DESCRIPTION OF THE TASK ▸ Begin at the line with "the bowl rim" and output every line through the end of the records, exactly as given. Omit pictures.

--- start of SOURCE RECORDS ---

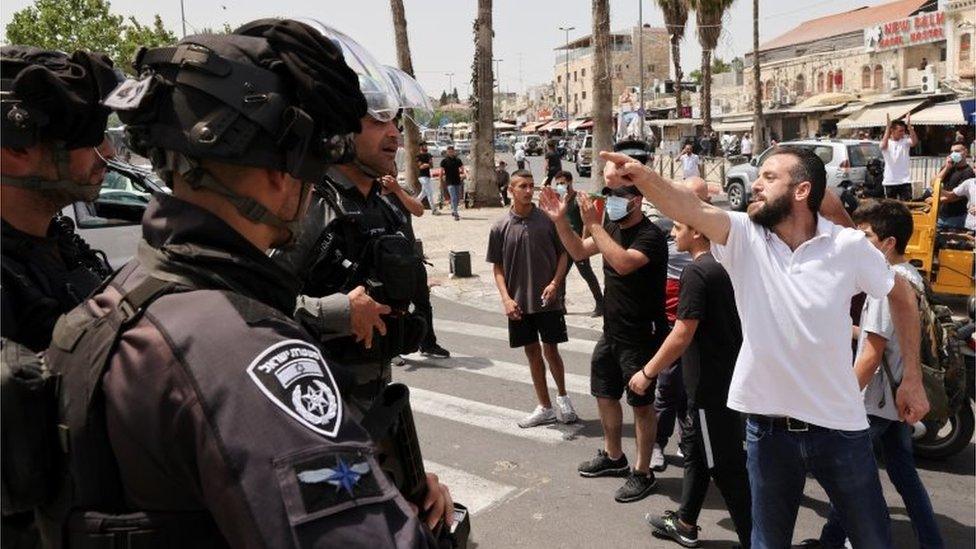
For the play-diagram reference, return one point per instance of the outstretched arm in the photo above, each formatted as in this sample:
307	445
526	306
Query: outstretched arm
673	200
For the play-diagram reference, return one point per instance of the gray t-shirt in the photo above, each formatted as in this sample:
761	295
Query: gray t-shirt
528	248
876	319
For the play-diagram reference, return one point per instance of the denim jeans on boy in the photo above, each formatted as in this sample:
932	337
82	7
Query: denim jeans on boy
841	461
455	192
896	445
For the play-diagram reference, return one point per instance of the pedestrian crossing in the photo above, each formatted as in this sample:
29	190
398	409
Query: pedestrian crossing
487	420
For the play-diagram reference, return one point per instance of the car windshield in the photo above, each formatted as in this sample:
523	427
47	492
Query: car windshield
861	153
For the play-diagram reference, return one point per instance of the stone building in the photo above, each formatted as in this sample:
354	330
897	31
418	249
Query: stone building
574	62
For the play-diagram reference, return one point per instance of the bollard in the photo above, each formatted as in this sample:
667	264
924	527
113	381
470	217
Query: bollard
460	264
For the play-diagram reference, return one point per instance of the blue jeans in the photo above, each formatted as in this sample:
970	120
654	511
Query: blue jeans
841	461
896	444
455	192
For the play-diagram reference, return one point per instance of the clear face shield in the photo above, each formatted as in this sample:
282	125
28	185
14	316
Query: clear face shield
382	102
413	99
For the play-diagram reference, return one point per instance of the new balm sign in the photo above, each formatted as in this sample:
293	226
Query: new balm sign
912	31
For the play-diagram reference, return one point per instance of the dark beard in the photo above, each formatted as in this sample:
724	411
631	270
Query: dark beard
773	212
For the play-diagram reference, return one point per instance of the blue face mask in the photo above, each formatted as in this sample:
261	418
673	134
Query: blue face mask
617	207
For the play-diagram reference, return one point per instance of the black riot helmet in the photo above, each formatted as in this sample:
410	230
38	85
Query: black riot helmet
273	94
55	98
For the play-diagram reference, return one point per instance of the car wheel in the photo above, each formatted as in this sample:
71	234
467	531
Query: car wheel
736	192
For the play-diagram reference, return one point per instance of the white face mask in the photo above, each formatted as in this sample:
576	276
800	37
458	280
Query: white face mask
617	207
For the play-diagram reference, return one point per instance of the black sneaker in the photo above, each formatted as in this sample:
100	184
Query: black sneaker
637	487
436	351
603	466
668	527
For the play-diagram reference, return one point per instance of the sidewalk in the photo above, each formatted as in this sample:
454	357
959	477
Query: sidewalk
441	235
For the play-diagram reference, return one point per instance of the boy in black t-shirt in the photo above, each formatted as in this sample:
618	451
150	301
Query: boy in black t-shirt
635	258
707	336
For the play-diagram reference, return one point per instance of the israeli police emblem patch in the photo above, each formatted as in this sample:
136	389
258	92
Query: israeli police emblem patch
296	378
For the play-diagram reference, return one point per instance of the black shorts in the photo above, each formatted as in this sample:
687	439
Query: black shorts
614	362
549	326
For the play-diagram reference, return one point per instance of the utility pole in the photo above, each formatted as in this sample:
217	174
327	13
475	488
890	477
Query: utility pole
566	102
640	63
183	17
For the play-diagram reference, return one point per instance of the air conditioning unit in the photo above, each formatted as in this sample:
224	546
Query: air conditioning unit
929	82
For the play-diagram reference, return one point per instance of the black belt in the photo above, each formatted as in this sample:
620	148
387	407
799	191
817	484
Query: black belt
790	424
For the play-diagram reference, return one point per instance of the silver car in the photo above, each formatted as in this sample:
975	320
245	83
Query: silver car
844	159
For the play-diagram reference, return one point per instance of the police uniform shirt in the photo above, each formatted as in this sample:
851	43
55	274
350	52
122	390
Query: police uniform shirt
215	400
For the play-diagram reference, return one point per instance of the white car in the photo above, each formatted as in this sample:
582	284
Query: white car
844	159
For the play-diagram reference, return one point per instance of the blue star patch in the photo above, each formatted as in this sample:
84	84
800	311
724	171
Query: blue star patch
331	479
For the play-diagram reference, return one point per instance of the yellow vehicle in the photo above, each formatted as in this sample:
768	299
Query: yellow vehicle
944	257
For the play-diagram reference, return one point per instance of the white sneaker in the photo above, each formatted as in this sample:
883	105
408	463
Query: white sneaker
566	412
658	463
539	416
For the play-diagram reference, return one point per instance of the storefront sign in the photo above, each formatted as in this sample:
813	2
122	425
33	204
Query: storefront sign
921	29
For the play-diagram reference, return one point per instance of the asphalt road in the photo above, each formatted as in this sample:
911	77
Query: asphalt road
522	484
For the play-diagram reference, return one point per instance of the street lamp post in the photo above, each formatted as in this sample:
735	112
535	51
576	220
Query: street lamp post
566	102
640	63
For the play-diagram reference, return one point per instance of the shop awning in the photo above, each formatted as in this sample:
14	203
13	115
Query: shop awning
741	126
874	116
940	114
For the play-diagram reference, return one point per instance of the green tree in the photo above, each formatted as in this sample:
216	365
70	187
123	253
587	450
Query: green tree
70	25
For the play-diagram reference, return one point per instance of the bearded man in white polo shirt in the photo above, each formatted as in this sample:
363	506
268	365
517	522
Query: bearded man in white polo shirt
794	273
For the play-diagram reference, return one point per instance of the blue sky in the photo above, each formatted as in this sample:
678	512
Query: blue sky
526	31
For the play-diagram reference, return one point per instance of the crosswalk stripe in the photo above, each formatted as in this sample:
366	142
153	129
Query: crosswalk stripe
498	369
474	492
486	416
493	332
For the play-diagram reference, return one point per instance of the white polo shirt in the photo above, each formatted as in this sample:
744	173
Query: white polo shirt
796	354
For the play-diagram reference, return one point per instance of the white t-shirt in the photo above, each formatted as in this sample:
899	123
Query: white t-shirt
896	161
968	189
876	319
746	145
689	165
796	358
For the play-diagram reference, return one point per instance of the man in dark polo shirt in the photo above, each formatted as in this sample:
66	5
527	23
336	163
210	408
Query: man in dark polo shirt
530	268
707	336
451	174
635	260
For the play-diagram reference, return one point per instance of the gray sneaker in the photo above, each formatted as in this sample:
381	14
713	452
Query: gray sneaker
539	416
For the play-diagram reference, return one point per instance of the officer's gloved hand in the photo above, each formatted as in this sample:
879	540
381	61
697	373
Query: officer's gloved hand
364	316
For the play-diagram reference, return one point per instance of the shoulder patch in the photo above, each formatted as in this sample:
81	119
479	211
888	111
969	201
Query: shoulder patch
296	378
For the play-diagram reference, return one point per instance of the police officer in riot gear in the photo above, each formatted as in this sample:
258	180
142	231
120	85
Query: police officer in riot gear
195	411
355	237
53	151
52	124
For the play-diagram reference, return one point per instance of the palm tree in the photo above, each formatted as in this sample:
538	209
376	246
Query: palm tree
411	137
602	92
482	81
675	18
708	17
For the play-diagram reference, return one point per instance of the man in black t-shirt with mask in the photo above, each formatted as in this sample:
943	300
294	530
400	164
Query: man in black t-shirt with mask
706	336
635	258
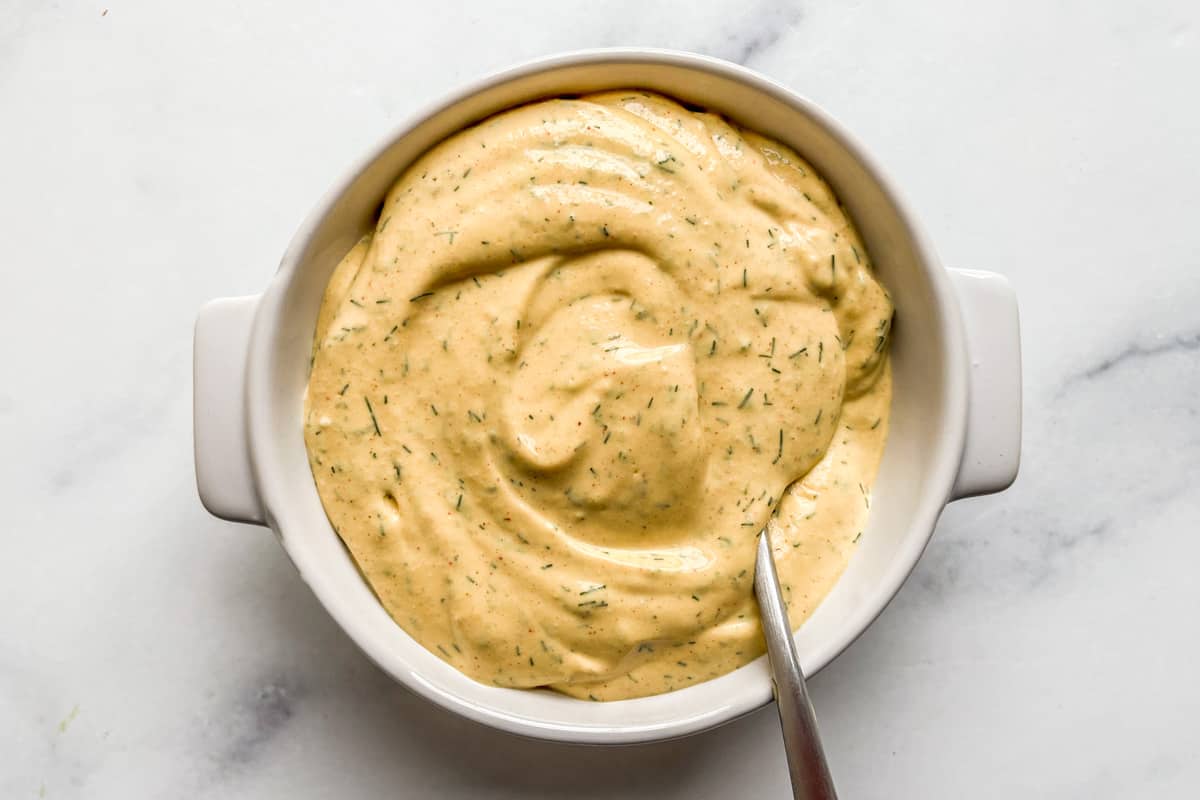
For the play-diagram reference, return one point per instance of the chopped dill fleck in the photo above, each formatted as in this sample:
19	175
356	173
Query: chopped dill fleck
373	421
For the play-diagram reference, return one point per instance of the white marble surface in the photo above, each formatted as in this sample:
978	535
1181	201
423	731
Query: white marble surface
162	154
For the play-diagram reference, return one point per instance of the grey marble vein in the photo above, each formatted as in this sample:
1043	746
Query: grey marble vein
161	155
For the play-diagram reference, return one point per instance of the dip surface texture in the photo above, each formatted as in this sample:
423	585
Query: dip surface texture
573	373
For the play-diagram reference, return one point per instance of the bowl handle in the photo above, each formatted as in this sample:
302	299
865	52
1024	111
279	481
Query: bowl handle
223	473
993	449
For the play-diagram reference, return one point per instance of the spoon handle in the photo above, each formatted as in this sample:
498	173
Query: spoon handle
805	758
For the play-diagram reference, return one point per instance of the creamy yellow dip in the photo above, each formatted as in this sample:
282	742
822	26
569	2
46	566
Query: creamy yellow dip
592	347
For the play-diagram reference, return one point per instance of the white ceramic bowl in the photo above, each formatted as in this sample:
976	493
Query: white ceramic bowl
955	419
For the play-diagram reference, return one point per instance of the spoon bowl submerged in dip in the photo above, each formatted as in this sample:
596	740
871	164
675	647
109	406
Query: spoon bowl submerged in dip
561	388
953	432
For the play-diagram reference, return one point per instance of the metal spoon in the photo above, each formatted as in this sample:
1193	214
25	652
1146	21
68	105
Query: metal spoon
805	757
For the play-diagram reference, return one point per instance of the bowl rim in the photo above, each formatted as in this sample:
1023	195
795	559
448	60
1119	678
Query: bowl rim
946	465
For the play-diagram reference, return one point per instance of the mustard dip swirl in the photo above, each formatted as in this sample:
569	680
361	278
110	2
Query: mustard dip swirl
571	374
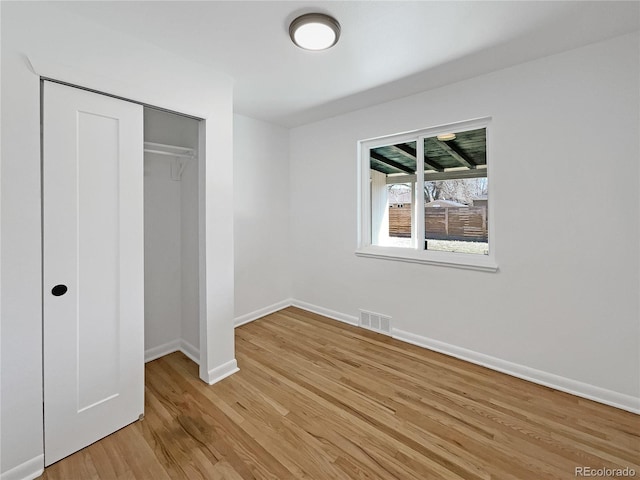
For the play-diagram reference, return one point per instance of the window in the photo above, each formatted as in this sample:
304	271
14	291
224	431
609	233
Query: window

--- end of SOURCE RECORDS ---

CORRECT RESULT ▸
For the play-diagram reference, return one point per instance of the bowl rim in the photo above, each formatted as in this sample:
1023	195
795	559
448	60
1119	678
Query: bowl rim
946	465
For the play-diagram reference, return one point per instance of the mustard dip swirl in the photo above, each formatted as in this sample:
569	680
361	278
110	2
Query: mustard dip swirl
571	374
For the play-diagram reference, return one point per instance of the window in the photo above, each formatted as in this sample:
304	271
14	291
224	431
609	233
Query: window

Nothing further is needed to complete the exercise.